DATA PROVIDED
↓↓↓

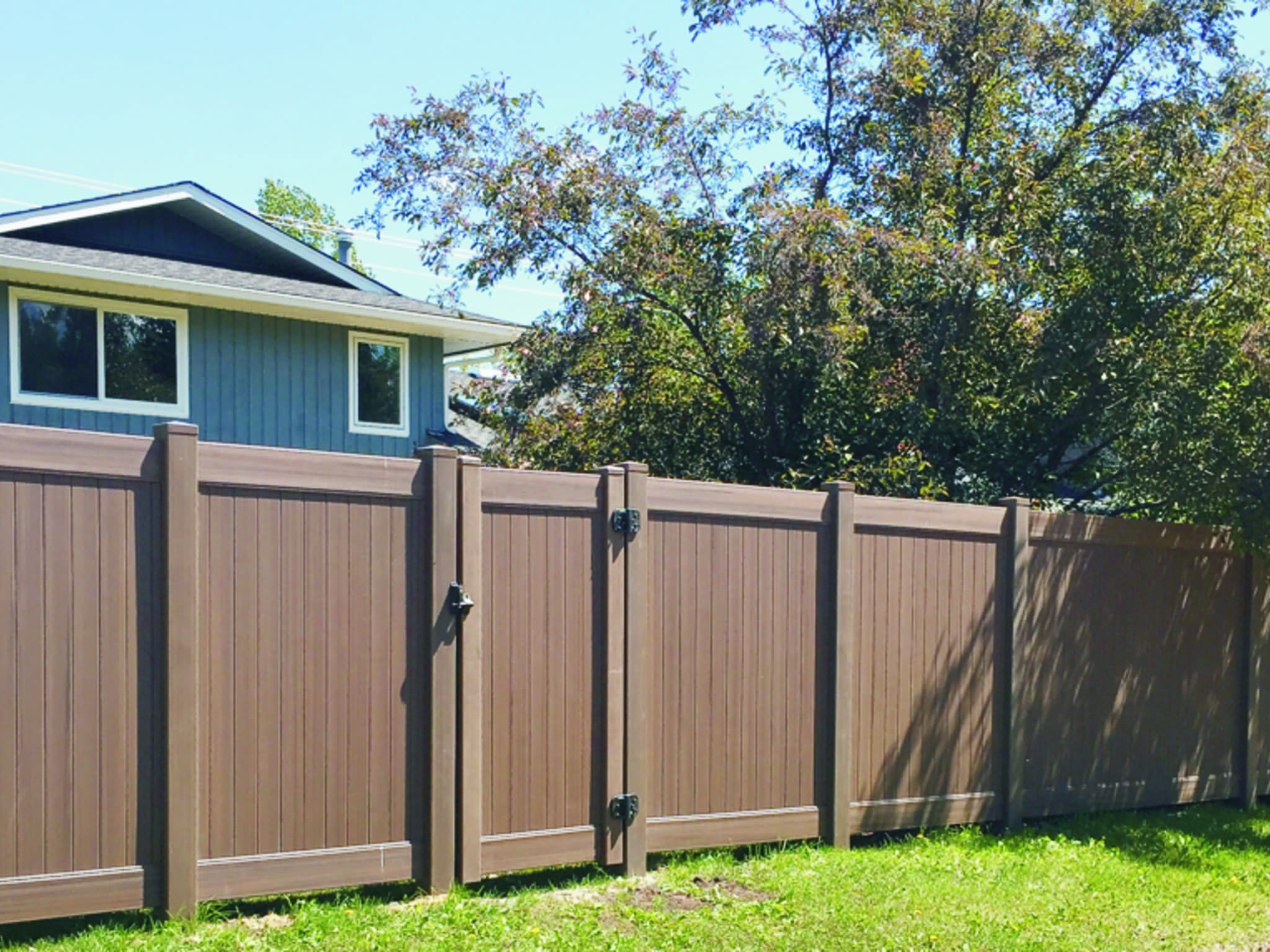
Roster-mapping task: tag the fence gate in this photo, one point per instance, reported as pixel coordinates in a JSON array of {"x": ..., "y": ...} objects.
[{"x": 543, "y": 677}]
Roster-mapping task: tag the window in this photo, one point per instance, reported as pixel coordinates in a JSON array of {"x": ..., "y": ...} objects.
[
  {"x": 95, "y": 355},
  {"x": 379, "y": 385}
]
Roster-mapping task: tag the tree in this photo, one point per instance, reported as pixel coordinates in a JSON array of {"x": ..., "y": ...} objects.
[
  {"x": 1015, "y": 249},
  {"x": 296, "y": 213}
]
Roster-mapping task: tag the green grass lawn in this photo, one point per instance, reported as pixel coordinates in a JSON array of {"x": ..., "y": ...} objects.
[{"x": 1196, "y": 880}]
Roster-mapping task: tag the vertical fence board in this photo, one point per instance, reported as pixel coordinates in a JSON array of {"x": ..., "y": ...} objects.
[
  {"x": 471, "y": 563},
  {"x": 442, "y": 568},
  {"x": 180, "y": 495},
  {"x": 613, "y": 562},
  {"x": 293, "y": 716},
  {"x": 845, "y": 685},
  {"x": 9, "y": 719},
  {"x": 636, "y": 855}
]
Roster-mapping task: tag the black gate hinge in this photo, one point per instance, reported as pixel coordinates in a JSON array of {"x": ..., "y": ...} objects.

↑↑↑

STATED EXERCISE
Reproduce every one of the lines above in full, leaving out the pictures, and multiply each x and y pixel coordinate in the answers by 0.75, rounding to whole numbers with halves rounded up.

ANSWER TO THIS TASK
Roster-mapping task: tag the fence gate in this photo, one point per instance, reported as pixel coordinates in a JSON array of {"x": ..., "y": ...} objects.
[{"x": 407, "y": 508}]
Roster-mapping task: tag the window in this photo, one point per instance, reported as pixel coordinates in a JSON array of {"x": ..., "y": ...} objects.
[
  {"x": 71, "y": 266},
  {"x": 284, "y": 289}
]
Roster-mapping task: tag the tree in this photo, one point per instance, reported as pixel coordinates in a JSON array of {"x": ..., "y": ...} objects.
[
  {"x": 761, "y": 187},
  {"x": 222, "y": 160}
]
Roster-mapping task: tag the green grass lawn in this photo, one point per instance, reported as pixel coordinates in a JSON array of {"x": ..., "y": ...} objects.
[{"x": 897, "y": 660}]
Roster-mapping task: tag the vertical fence board in this photo, one point per instance, reported as pixel coordinates in a JSON array of {"x": ..., "y": ...} objects.
[
  {"x": 353, "y": 422},
  {"x": 332, "y": 426},
  {"x": 135, "y": 371},
  {"x": 460, "y": 422},
  {"x": 220, "y": 537},
  {"x": 634, "y": 514},
  {"x": 7, "y": 539},
  {"x": 477, "y": 641}
]
Roster-mapping task: tag the black gate hinge in this photo, one point per instance, reported as pixel coordinates in a JSON array of {"x": ..., "y": ...} objects.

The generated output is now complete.